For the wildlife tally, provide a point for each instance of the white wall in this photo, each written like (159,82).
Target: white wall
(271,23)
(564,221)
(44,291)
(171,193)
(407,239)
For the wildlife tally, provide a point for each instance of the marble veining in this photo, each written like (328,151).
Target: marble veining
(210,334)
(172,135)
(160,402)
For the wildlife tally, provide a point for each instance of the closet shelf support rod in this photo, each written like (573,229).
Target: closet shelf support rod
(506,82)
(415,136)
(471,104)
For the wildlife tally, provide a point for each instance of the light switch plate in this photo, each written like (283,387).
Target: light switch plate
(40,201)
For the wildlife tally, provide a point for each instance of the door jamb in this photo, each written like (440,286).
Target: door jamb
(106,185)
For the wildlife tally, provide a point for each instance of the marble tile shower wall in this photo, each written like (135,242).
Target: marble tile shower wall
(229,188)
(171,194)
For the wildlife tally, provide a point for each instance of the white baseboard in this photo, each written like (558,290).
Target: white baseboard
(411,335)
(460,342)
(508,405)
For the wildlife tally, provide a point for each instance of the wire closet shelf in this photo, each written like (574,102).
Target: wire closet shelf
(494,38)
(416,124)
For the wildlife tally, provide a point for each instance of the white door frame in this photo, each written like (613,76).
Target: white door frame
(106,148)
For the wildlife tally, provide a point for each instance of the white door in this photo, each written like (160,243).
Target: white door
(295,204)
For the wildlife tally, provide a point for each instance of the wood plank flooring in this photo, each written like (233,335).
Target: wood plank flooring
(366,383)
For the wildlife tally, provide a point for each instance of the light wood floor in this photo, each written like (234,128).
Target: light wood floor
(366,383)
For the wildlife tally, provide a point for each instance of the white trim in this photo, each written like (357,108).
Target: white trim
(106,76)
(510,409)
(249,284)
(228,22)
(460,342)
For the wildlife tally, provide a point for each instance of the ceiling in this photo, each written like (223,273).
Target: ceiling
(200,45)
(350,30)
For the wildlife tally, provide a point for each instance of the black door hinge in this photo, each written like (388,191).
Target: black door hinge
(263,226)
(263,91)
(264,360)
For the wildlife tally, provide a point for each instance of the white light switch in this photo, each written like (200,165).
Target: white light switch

**TASK STATEMENT**:
Retype every one of the records above without changing a single character.

**THE RESULT**:
For the wildlife tally, provide a point for each instance of the white wall in this photo, each written like (159,82).
Target: white wall
(271,23)
(564,221)
(44,291)
(171,193)
(407,239)
For the wildlife tally, provide a point for each instance of the marble veining in this photo, each written like (328,151).
Target: marble veining
(210,334)
(172,135)
(160,402)
For the wildlife tally, provide a point for each instance of the closet shelf support rod in this photo, each written like (573,229).
Target: closet shelf support rod
(506,82)
(415,136)
(471,104)
For the wildlife tally, provide a point for each instance of the light switch plate in this photo, each written like (283,387).
Target: light switch plate
(40,201)
For the wildlife tally, provide a point for each instance of the door jamb in this photo, each written like (440,286).
Target: door jamb
(106,185)
For the wildlife tally, provide a point for each instance of the marble tile shower wall in this photo, each written like (135,242).
Target: marble tile shower wall
(229,188)
(171,194)
For the wildlife tally, provide a point for each instance of the white baseboard in this photo, each written like (558,290).
Target: white baseboard
(411,335)
(460,342)
(508,405)
For the wildlife tally, provide a point for each instance of the wire closet shelf in this photo, each written like (574,102).
Target: wire closet shelf
(494,38)
(416,124)
For the wildlife tally, provide a point for each instance of the white door frame in this photo, each written like (613,76).
Target: white door frame
(106,148)
For the wildlife tally, provide a point for each instance of the white door in this photo, each written like (160,243).
Target: white door
(295,204)
For the wildlife tally, provide a point for each instance of the wood plank flooring in this photo, each written like (233,335).
Target: wood plank flooring
(366,383)
For the wildlife tally, provide a point for each instance of the light wood floor in this photo, each written like (234,128).
Target: light wood floor
(366,383)
For the wildlife tally, provide a point for each instance of the white trim in this photo, each written like (357,108).
Target: white trim
(106,76)
(510,409)
(249,284)
(228,22)
(460,342)
For the wildlife tally, provide a point for each instance of the ceiling in this photo, each written like (223,273).
Target: ceiling
(200,45)
(350,30)
For the wildlife tally, provide a point for each instance of the black door hinge in this photo, each written like (388,191).
Target: black door hinge
(263,226)
(263,91)
(264,360)
For the wildlife tally, provide a point for each instance of the white light switch in this photo, each written like (200,165).
Target: white light switch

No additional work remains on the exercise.